── Information provided ──

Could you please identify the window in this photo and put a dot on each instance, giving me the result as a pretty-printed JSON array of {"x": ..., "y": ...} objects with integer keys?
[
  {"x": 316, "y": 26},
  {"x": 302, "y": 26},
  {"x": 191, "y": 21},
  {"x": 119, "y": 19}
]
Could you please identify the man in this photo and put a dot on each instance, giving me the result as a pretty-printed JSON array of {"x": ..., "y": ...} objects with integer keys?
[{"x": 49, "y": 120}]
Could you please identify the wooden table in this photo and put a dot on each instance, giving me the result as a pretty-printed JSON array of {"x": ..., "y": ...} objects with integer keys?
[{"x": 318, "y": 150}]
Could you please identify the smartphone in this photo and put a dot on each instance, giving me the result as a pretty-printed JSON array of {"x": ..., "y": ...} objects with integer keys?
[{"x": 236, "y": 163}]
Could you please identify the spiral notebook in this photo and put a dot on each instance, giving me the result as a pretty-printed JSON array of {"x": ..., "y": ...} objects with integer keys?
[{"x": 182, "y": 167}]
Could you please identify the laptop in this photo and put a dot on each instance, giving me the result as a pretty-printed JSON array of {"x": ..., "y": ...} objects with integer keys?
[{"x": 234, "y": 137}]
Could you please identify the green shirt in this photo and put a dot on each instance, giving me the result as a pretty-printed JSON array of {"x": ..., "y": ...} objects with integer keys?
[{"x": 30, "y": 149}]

───

■ **What the exercise asks**
Output the line containing "Could you please identify the smartphone" and every line after it through the final line of the records above, exactly as written and nothing else.

■ **Solution for this problem**
Could you please identify the smartphone in this photo and put a dot on each instance, giving me the result as a pretty-printed JSON array of {"x": ..., "y": ...} objects with integer keys?
[{"x": 236, "y": 163}]
Could you please identify the spiral notebook in this photo and put a dot on each instance, giving me the result as a pretty-printed JSON array of {"x": ..., "y": ...} objects with integer keys?
[{"x": 182, "y": 167}]
Could you please identify the laptop in this photo and put a dot on each instance, giving me the result as a pretty-printed JSON array of {"x": ..., "y": ...} objects with integer keys?
[{"x": 234, "y": 137}]
Could you please identify the green shirt in this photo and put a dot on each instance, giving me the result as a pretty-printed JSON array of {"x": ..., "y": ...} objects with integer keys?
[{"x": 30, "y": 149}]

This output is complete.